→ **Given instruction**
Show each line in the records below that contains the word "green", copying those lines without changes.

Start Data extract

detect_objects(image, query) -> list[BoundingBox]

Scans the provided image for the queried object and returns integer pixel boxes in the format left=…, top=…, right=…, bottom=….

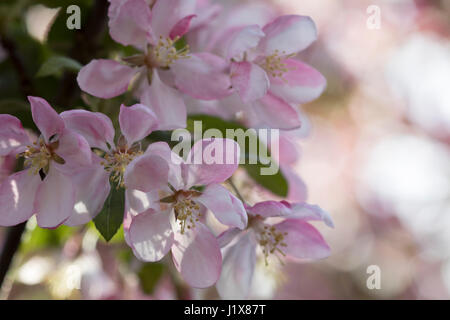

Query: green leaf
left=0, top=99, right=37, bottom=131
left=94, top=185, right=125, bottom=242
left=36, top=56, right=82, bottom=78
left=187, top=115, right=288, bottom=197
left=243, top=164, right=289, bottom=198
left=138, top=263, right=164, bottom=294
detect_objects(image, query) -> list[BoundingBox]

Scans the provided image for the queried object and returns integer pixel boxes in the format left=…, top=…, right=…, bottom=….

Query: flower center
left=146, top=36, right=189, bottom=68
left=256, top=222, right=287, bottom=266
left=173, top=191, right=201, bottom=234
left=259, top=50, right=294, bottom=78
left=101, top=149, right=143, bottom=189
left=17, top=138, right=65, bottom=174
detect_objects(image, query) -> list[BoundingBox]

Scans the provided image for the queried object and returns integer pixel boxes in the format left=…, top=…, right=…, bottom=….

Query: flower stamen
left=174, top=198, right=201, bottom=234
left=258, top=223, right=287, bottom=266
left=146, top=36, right=189, bottom=68
left=259, top=50, right=295, bottom=78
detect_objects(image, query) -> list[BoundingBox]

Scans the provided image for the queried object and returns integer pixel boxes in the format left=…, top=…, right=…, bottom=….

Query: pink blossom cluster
left=0, top=0, right=332, bottom=298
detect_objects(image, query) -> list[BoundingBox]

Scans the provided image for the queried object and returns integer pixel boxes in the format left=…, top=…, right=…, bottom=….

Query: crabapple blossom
left=0, top=97, right=106, bottom=228
left=61, top=104, right=168, bottom=192
left=213, top=15, right=326, bottom=129
left=124, top=139, right=247, bottom=288
left=216, top=201, right=333, bottom=299
left=77, top=0, right=230, bottom=129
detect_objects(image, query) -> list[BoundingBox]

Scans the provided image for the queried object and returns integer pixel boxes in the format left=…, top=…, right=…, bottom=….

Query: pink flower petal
left=169, top=14, right=196, bottom=39
left=151, top=0, right=196, bottom=38
left=270, top=59, right=327, bottom=103
left=34, top=166, right=76, bottom=228
left=275, top=219, right=330, bottom=260
left=216, top=233, right=256, bottom=300
left=28, top=96, right=64, bottom=142
left=170, top=52, right=232, bottom=100
left=217, top=25, right=264, bottom=60
left=141, top=71, right=187, bottom=130
left=186, top=138, right=240, bottom=187
left=77, top=59, right=139, bottom=99
left=172, top=222, right=222, bottom=288
left=129, top=209, right=174, bottom=262
left=61, top=110, right=114, bottom=151
left=55, top=129, right=92, bottom=167
left=0, top=170, right=41, bottom=227
left=145, top=142, right=185, bottom=190
left=252, top=93, right=301, bottom=130
left=124, top=154, right=169, bottom=192
left=217, top=228, right=245, bottom=248
left=231, top=61, right=270, bottom=102
left=108, top=0, right=152, bottom=48
left=0, top=114, right=30, bottom=157
left=195, top=184, right=247, bottom=229
left=64, top=157, right=111, bottom=226
left=119, top=104, right=158, bottom=146
left=258, top=15, right=317, bottom=56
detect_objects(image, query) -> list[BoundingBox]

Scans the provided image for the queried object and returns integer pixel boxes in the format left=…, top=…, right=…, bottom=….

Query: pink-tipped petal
left=169, top=14, right=196, bottom=39
left=172, top=222, right=222, bottom=288
left=28, top=96, right=64, bottom=142
left=77, top=59, right=138, bottom=99
left=129, top=209, right=174, bottom=262
left=119, top=104, right=158, bottom=146
left=216, top=233, right=256, bottom=299
left=217, top=228, right=245, bottom=248
left=231, top=61, right=270, bottom=102
left=275, top=219, right=330, bottom=260
left=108, top=0, right=152, bottom=48
left=55, top=129, right=92, bottom=167
left=124, top=154, right=169, bottom=192
left=34, top=166, right=76, bottom=228
left=270, top=59, right=327, bottom=103
left=151, top=0, right=196, bottom=38
left=64, top=158, right=111, bottom=226
left=145, top=141, right=185, bottom=190
left=258, top=15, right=317, bottom=56
left=0, top=170, right=41, bottom=227
left=289, top=203, right=334, bottom=228
left=186, top=138, right=240, bottom=187
left=195, top=184, right=247, bottom=230
left=252, top=92, right=301, bottom=130
left=171, top=52, right=232, bottom=100
left=141, top=71, right=187, bottom=130
left=61, top=110, right=114, bottom=151
left=0, top=114, right=30, bottom=157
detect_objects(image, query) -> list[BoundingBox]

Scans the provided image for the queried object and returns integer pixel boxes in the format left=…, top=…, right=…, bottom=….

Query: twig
left=56, top=0, right=108, bottom=108
left=227, top=178, right=245, bottom=203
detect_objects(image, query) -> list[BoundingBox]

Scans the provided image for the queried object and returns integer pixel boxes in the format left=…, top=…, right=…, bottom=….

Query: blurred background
left=0, top=0, right=450, bottom=299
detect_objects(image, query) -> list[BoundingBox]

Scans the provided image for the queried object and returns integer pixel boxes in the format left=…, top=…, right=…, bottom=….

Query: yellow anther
left=16, top=138, right=60, bottom=174
left=100, top=150, right=142, bottom=189
left=174, top=198, right=201, bottom=234
left=255, top=222, right=287, bottom=266
left=259, top=50, right=295, bottom=78
left=147, top=36, right=189, bottom=68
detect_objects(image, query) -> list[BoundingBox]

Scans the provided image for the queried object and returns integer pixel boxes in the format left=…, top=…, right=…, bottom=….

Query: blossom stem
left=227, top=178, right=245, bottom=203
left=0, top=222, right=26, bottom=288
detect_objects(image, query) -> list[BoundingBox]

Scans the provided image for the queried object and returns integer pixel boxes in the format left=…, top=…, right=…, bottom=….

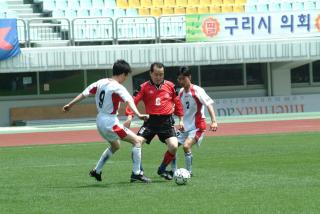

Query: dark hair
left=112, top=59, right=132, bottom=76
left=150, top=62, right=164, bottom=73
left=178, top=66, right=191, bottom=77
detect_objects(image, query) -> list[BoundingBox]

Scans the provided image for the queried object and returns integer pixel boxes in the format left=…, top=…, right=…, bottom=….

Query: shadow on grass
left=48, top=179, right=172, bottom=189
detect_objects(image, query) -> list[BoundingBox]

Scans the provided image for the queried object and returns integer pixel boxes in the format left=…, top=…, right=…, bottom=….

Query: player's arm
left=173, top=86, right=184, bottom=131
left=126, top=99, right=149, bottom=120
left=62, top=82, right=97, bottom=112
left=198, top=89, right=218, bottom=131
left=207, top=104, right=218, bottom=132
left=62, top=93, right=85, bottom=112
left=123, top=85, right=144, bottom=128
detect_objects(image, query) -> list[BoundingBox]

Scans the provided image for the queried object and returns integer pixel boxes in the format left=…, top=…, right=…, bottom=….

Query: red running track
left=0, top=119, right=320, bottom=147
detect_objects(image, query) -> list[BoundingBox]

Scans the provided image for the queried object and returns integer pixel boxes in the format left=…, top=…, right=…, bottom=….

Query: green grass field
left=0, top=133, right=320, bottom=214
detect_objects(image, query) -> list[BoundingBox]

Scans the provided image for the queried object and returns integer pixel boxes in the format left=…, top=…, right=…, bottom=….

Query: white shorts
left=97, top=116, right=131, bottom=142
left=177, top=129, right=205, bottom=146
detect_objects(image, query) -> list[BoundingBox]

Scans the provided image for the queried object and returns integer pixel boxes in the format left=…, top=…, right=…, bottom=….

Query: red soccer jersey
left=126, top=80, right=183, bottom=117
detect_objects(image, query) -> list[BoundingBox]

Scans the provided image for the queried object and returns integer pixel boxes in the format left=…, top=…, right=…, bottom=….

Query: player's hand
left=138, top=114, right=149, bottom=121
left=178, top=121, right=184, bottom=132
left=123, top=116, right=132, bottom=129
left=62, top=104, right=71, bottom=112
left=210, top=122, right=218, bottom=132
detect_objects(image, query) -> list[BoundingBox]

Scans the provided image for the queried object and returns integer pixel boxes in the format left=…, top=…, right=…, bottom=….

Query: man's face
left=119, top=73, right=128, bottom=84
left=178, top=75, right=191, bottom=87
left=150, top=66, right=164, bottom=85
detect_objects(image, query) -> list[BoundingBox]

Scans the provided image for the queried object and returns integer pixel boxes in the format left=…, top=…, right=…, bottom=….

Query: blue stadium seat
left=65, top=8, right=77, bottom=19
left=55, top=0, right=68, bottom=9
left=102, top=8, right=114, bottom=17
left=52, top=9, right=65, bottom=17
left=80, top=0, right=92, bottom=9
left=104, top=0, right=117, bottom=9
left=67, top=0, right=80, bottom=9
left=126, top=8, right=139, bottom=16
left=90, top=8, right=102, bottom=16
left=43, top=0, right=56, bottom=11
left=0, top=10, right=6, bottom=18
left=113, top=8, right=126, bottom=17
left=92, top=0, right=104, bottom=9
left=77, top=8, right=90, bottom=17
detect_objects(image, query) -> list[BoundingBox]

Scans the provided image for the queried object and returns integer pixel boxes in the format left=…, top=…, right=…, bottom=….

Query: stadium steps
left=32, top=40, right=70, bottom=47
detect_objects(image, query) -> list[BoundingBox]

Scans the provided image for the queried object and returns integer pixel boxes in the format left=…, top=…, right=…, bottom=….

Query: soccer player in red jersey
left=124, top=62, right=184, bottom=180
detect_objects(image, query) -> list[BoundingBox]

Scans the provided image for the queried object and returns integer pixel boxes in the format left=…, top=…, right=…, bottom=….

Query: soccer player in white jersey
left=63, top=60, right=150, bottom=183
left=173, top=67, right=218, bottom=175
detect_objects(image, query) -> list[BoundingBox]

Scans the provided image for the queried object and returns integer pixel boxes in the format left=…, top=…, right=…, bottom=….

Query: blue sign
left=0, top=19, right=20, bottom=60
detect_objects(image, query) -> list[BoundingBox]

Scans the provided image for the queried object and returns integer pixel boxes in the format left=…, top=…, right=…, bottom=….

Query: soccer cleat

End Data extract

→ **Task answer**
Query: green leaf
Query: green grass field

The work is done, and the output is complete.